Güneri Cıvaoğlu

Güneri Cıvaoğlu

ngunericivaoglu@gmail.com

Tüm Yazıları

Güneri Civaoğlu

REFAHYOL'un çökertilmesi ve yeni bir hükümetin kurulması için kilitlere şöyle anahtarlar uygulandı:
- İSTİFA MEKTUPLARI:
Yalım Erez, Yılmaz'
a ve diğer liderlere giderken, cebinde 28 DYP milletvekilinin istifa imzası vardı.
Yani...

Elinin kuvvetli olduğunu, boş olmadığını kanıtladıktan sonra, liderler düzeyinde diyalog kurmuştur.
Gereğinde DYP'den istifa etmeye hazır 28 imza, Erez'in başını çektiği hareketin kuvvet kanıtını ortaya koyduğu içindir ki, gerçekçi değerlendirmeler yapılabilmiştir.
Hükümet formülü üzerinde konuşulup, bir yere varılmıştır.
Aksi halde...
Sağdan da, soldan da saysanız iki kişi görünen Erez ve Aktuna'yla, adeta, parti lideri protokolü uygulanarak konuşulmazdı.
Pazartesi'den sonra bu 28 imzanın daha da artması bekleniyor.

İkinci anahtar ise, DYP'deki kilitlenmeyi açmak amacıyla imal edilmiştir.
- DYP'Lİ BAŞBAKAN...
Buna isterseniz İSTİFACILARDAN BİR BAŞBAKAN da diyebilirsiniz.
Böylece, hareket daha gerçekçi bir zemine oturuyor.

(Çıkarılan kayıtlar)

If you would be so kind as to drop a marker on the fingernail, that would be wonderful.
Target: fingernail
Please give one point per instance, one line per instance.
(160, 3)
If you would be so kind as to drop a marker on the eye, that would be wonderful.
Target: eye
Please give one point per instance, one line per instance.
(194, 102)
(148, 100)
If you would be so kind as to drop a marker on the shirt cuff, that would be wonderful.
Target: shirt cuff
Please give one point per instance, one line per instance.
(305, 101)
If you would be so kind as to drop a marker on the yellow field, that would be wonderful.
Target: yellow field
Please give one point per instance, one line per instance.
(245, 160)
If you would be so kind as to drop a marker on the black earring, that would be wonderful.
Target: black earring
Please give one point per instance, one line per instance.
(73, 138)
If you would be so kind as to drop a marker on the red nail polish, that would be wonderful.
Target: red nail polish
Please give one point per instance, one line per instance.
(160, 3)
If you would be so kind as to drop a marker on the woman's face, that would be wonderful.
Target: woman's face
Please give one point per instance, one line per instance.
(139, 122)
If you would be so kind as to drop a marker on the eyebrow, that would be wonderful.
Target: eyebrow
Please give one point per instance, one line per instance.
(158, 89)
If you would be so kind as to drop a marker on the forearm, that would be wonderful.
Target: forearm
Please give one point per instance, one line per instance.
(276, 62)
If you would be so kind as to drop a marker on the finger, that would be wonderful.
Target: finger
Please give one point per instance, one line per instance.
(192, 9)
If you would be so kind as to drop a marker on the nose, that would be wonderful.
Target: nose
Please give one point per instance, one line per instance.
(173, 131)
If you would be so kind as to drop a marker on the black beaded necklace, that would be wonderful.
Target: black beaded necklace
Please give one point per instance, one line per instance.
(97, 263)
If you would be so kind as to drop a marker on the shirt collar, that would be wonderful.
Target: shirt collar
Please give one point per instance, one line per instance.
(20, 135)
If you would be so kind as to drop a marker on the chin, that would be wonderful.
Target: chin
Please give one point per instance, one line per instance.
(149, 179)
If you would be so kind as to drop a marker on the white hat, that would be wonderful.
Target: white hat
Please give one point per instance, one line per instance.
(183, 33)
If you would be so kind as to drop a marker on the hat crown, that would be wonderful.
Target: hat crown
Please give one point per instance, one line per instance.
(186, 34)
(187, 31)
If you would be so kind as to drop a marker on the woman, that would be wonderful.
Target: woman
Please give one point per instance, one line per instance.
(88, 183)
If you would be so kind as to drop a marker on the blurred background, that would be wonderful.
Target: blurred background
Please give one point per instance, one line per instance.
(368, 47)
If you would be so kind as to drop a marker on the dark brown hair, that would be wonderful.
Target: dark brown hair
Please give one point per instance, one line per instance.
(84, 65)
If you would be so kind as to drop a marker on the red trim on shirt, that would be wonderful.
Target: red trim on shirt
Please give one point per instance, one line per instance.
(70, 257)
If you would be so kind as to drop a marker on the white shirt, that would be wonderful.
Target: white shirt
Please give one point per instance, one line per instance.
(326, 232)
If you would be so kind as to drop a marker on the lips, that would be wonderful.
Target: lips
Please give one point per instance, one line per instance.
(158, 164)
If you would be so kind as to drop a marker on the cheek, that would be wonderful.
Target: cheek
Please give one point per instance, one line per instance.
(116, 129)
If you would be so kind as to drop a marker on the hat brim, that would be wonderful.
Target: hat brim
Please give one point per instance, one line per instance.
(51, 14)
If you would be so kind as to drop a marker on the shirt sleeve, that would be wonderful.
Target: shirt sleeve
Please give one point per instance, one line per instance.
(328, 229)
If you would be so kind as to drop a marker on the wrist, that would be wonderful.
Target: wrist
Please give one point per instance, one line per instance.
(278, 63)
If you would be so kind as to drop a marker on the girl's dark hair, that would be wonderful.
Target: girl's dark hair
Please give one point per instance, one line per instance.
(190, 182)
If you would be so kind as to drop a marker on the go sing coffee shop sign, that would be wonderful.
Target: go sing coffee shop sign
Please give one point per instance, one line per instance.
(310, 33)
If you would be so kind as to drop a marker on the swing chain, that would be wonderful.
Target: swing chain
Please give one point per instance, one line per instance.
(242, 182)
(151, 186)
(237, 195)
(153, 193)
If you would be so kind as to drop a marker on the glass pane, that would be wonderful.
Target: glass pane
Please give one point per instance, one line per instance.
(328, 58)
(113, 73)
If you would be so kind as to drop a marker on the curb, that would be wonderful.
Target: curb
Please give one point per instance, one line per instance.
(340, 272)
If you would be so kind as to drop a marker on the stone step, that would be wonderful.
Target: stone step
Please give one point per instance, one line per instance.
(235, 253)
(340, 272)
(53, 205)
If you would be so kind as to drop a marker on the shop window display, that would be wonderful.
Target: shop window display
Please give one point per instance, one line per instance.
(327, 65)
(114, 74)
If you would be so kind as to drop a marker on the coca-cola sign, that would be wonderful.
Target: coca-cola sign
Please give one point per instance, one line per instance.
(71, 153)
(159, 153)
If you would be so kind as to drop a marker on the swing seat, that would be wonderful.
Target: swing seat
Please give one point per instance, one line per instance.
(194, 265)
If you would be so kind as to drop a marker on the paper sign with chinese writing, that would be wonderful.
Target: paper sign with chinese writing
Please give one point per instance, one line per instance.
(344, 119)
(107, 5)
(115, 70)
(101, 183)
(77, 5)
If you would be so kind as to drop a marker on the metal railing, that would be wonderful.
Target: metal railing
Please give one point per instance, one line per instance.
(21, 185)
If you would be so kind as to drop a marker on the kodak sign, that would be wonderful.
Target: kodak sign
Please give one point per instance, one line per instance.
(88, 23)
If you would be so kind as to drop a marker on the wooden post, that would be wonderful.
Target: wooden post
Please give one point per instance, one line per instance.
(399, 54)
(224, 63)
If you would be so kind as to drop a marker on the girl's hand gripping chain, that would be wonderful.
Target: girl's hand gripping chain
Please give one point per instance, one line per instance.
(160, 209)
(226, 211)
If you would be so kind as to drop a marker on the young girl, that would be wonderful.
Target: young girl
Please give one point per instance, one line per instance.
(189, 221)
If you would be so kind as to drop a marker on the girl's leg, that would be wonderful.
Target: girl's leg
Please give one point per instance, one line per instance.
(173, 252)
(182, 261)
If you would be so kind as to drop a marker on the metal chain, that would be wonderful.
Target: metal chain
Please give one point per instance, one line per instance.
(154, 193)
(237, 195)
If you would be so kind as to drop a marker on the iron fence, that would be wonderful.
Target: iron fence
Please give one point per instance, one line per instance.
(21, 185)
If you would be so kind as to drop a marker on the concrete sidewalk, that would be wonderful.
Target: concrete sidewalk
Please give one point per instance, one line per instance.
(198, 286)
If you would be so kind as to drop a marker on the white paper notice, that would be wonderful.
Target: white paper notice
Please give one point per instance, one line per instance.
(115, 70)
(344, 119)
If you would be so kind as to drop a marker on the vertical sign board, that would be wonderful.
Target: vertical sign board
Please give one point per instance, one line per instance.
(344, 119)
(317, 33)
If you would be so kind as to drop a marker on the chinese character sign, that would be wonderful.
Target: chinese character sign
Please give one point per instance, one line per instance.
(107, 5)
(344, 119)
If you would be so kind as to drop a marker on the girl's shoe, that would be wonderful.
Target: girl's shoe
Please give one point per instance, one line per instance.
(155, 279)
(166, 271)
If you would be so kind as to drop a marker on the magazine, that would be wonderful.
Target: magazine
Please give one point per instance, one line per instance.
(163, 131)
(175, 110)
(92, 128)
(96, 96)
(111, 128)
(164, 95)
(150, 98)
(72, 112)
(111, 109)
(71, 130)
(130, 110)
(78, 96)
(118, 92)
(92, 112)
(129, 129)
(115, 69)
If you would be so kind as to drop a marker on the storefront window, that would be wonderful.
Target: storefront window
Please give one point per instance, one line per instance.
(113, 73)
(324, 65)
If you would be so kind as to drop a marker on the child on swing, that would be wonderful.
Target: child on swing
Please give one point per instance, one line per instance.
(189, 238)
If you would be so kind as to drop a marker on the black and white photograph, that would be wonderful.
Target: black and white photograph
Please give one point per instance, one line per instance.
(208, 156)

> İstenenler:
(1) REFAHYOL'un çökertilmesini anlatan yazıda "Hükümet formülü üzerinde" sözlerinden "bir zemine oturuyor." sözlerine kadar (bunlar da dahil) olan kısmı, "gerçekçi" yerine "sağlam" koyarak yeniden yazar mısınız?
(2) REFAHYOL'un çökertilmesini anlatan yazıyı iki cümleyle özetler misiniz?
(3) REFAHYOL'un çökertilmesini anlatan yazıyı kaldığı yerden sürdürür müsünüz?
Kayıtların metinle hiçbir ilgisi yoktur.

> Yanıtlar:
(1)
Hükümet formülü üzerinde konuşulup, bir yere varılmıştır.
Aksi halde...
Sağdan da, soldan da saysanız iki kişi görünen Erez ve Aktuna'yla, adeta, parti lideri protokolü uygulanarak konuşulmazdı.
Pazartesi'den sonra bu 28 imzanın daha da artması bekleniyor.

İkinci anahtar ise, DYP'deki kilitlenmeyi açmak amacıyla imal edilmiştir.
- DYP'Lİ BAŞBAKAN...
Buna isterseniz İSTİFACILARDAN BİR BAŞBAKAN da diyebilirsiniz.
Böylece, hareket daha sağlam bir zemine oturuyor.

(2) REFAHYOL'un çökertilmesi ve yeni hükümetin kurulması için ilk anahtar istifa mektuplarıydı: Yalım Erez liderlere giderken cebinde 28 DYP milletvekilinin istifa imzası vardı ve bu güç kanıtı sayesinde hükümet formülü üzerinde bir yere varıldı. DYP'deki kilitlenmeyi açmak için imal edilen ikinci anahtar ise istifacılardan da olabilecek DYP'li bir başbakandı.

(3)
Yalım Erez, önümüzdeki hafta Çiller'e, cebindeki imzaların kendisine verdiği güçle gidecek.
Çiller dışında bir DYP'linin Başbakanlığı için yeni hükümet önerisi götürecek.
Çiller'in bunu kabul etmemesi, galip ihtimaldir.
Bu hükümete angajedir.
Hele...
Kendisi dışında bir Başbakanlık ya da hükümete evet diyebilmesi - bence her şeye evet diyebilir - bu hesabı yapanlarca mümkün görünmüyor.
O zaman, Erez ve arkadaşlarının elleri rahatlamış olacak.
Başbakan'ın onlardan biri olması, şimdiden Yılmaz ve diğer liderler tarafından kabul edilmiş bulunmakta.
En kötü olasılık...
DYP'den ihraç edilmek üzere yetkili kurullara verilirler.
Onlar da, bunu beklemeden istifalarını işleme koyarlar.
Her iki halde de, bu 28 imzayla başlayacak hareketin, 80 kişilik bir gruba dönüşmesi bekleniyor.
Böylece Meclis aritmetiği kilidi açılıyor.

Bugüne kadar lidere karşı hareketler, genellikle başarıya ulaşmakta zorlanmıştır.
O nedenle bu hareketin, açık hedefi Tansu Çiller olarak gösterilmiyor.
Yani... Üçüncü anahtarın adı HEDEF REFAHYOL...
Erez
ve arkadaşlarının hareketi, artık ayakta kalma hakkı ve takati kalmayan Refahyol'u devirmeyi amaçlıyor.
Hareket, kendini böyle tanımlıyor.
Zaten, şu günlerde Refahyol'un yürüyebileceğini - içtenlikle - kim söyleyebilir?
Öyle bir hükümet ki... 35 gündür toplanamıyor.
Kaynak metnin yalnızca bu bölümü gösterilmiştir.